*ACTIVITY*
Resume the text below about the wine country gardens behind the cookbook Gather, beginning after its last sentence.

*PROVIDED TEXT*
Gather: Casual Cooking From Wine Country Gardens
Even for a longtime Napa Valley resident like me, Wine Country continues to offer more to discover. Despite being married to a winemaker and drinking more than my share of the world-renowned local product, I only recently learned how many wineries maintain edible gardens alongside their vineyards. I’m not talking about a few herbs in halved wine barrels or a patch of chiles for the cellar crew. I mean extensive, ambitious plantings intended to actually feed people.
This realization culminated in Gather: Casual Cooking from Wine Country Gardens (Jennifer Barry Design Books, 2021), a book inspired by these magical culinary landscapes. Every one of the 13 that I showcase in Gather is impressive in its natural beauty and bounty. Some are manicured like palace grounds, with nary a wilting lettuce leaf; others are more laissez-faire; but all reflect their owners’ belief that California sun and fertile soil should never be wasted. “To not have a garden in a place like this would be a crime,” Katie Wetzel Murphy of Alexander Valley Vineyards told me as we walked her extensive garden.

*EXERCISE DATA*
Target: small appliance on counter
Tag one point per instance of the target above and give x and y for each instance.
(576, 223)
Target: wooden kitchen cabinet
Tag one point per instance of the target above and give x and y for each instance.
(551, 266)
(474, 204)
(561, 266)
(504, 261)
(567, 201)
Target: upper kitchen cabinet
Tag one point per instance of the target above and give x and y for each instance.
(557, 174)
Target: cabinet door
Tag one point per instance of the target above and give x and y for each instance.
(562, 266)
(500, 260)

* * *

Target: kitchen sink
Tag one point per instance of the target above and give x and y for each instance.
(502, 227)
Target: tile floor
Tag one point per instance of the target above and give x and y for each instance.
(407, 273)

*RESULT*
A lot of the produce pulled from these glorious gardens goes straight to the winery kitchen and ends up in lunches or fancy dinners for winery guests. What touched me most, however, were the gardens devoted, at least in part, to nourishing winery staff. Many of the people who work in winery cellars, vineyards and tasting rooms don’t have the open space at home to grow food for themselves, so garden access is a treasured perk.
Trefethen Vineyards in Napa makes world-class Chardonnay and Cabernet Sauvignon, and has for 50 years, but it’s the culinary garden that speaks most loudly to me about who the Trefethen family is. Although winery chef Chris Kennedy draws from the garden for the winery’s hospitality activities, most of the harvest goes to Trefethen’s employees. Bins of just-picked produce are delivered to the winery’s different departments in rotation, and employees take what they want. A professional gardener manages this year-round endeavor; the staff reaps the benefits without so much as lifting a hoe.
As the Alexander Valley Vineyards, Trefethen and other winery gardens profiled in Gather demonstrate, edible gardens not only bring fresh food to our tables, they can nurture a spirit of community, as well.